**Exercise directions**
Copy out all of the items below, swapping each "dot" for "marker" and leaving every other character as it is.

--------------------

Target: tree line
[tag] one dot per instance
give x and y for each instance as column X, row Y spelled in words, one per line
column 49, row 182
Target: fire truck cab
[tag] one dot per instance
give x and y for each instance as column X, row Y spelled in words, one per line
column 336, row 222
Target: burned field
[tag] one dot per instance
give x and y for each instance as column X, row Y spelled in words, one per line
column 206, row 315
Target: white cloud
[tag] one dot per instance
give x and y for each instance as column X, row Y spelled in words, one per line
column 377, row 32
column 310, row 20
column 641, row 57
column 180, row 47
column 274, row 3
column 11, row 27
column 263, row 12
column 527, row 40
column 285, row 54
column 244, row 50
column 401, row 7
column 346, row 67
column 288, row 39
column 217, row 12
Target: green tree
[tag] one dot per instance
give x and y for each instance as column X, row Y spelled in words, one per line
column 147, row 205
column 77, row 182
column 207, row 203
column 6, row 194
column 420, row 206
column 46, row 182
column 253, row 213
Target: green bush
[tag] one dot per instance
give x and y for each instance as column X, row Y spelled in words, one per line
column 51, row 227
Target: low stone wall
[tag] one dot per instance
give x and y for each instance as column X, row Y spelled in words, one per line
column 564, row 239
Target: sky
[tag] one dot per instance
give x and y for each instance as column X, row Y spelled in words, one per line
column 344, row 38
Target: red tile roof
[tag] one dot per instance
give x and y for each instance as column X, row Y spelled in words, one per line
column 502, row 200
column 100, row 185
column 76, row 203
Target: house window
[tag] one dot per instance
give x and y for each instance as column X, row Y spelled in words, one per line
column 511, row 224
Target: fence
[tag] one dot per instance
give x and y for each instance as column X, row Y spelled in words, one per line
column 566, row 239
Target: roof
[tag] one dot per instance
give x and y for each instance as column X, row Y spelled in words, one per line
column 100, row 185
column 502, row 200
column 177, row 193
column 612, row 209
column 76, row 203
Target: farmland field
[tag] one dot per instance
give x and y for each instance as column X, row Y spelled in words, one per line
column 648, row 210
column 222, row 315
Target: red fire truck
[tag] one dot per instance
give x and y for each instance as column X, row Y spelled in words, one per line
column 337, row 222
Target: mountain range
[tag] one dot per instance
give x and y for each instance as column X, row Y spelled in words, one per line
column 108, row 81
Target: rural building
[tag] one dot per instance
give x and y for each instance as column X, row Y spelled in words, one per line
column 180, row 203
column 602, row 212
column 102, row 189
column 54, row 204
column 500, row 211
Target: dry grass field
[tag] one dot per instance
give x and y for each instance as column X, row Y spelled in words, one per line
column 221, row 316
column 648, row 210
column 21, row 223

--------------------

**Answer to the task**
Target: tree line
[tag] one marker per instance
give x and y for each instance as column X, row Y spelled in words, one per line
column 49, row 182
Target: fire truck cab
[tag] one marker per instance
give x and y for each instance as column X, row Y spelled in words, one per line
column 336, row 222
Target: burned field
[tag] one marker per instance
give x and y for each instance as column X, row Y spelled in words, one per line
column 206, row 315
Target: white cloud
[tag] one marker per instance
give x and y for each instance as column X, row Y spelled in words, one per line
column 377, row 32
column 310, row 20
column 641, row 57
column 180, row 47
column 274, row 3
column 11, row 27
column 263, row 12
column 527, row 40
column 285, row 54
column 244, row 50
column 401, row 7
column 346, row 67
column 288, row 39
column 217, row 12
Target: green tree
[tag] one marker per instance
give x and y for each instance as column X, row Y spelled in words, one per line
column 147, row 205
column 77, row 182
column 207, row 203
column 6, row 194
column 420, row 206
column 46, row 182
column 253, row 213
Target: green bush
[tag] one marker per instance
give x and y for each instance as column X, row Y spelled in words, one per line
column 51, row 227
Target: low stone wall
[tag] one marker per instance
give x and y for each instance as column X, row Y spelled in words, one per line
column 564, row 239
Target: sky
[tag] one marker per instance
give x and y for each instance as column X, row Y spelled in words, one per line
column 344, row 38
Target: red tile roof
[tag] one marker per instance
give x and y for each instance as column X, row Y spelled in words, one per line
column 502, row 200
column 100, row 185
column 76, row 203
Target: house window
[tag] one marker per instance
give x and y for each instance as column X, row Y spelled in words, one per line
column 511, row 224
Target: fence
[tag] one marker per instance
give x and y for each instance as column X, row Y spelled in words, one per line
column 566, row 239
Target: roof
[tag] one marker per instance
give x and y for each instance as column X, row Y spelled in words, one per line
column 100, row 185
column 502, row 200
column 177, row 193
column 612, row 209
column 76, row 203
Target: farmland field
[tag] one marker per instance
give x and y for each instance as column X, row Y spelled in words, one per line
column 648, row 210
column 222, row 315
Target: red fire truck
[tag] one marker per instance
give x and y for each instance as column X, row Y spelled in words, one per line
column 337, row 222
Target: mountain range
[tag] one marker per instance
give x and y for each instance as column X, row Y spelled in words, one per line
column 108, row 81
Target: rural building
[tag] one marker per instance
give x and y for each instance as column X, row Y spelled in words, one per line
column 180, row 203
column 602, row 212
column 102, row 189
column 54, row 204
column 500, row 211
Target: dry grass field
[tag] one marker per instance
give x and y for each instance as column X, row Y spelled in words, one per line
column 221, row 316
column 648, row 210
column 21, row 223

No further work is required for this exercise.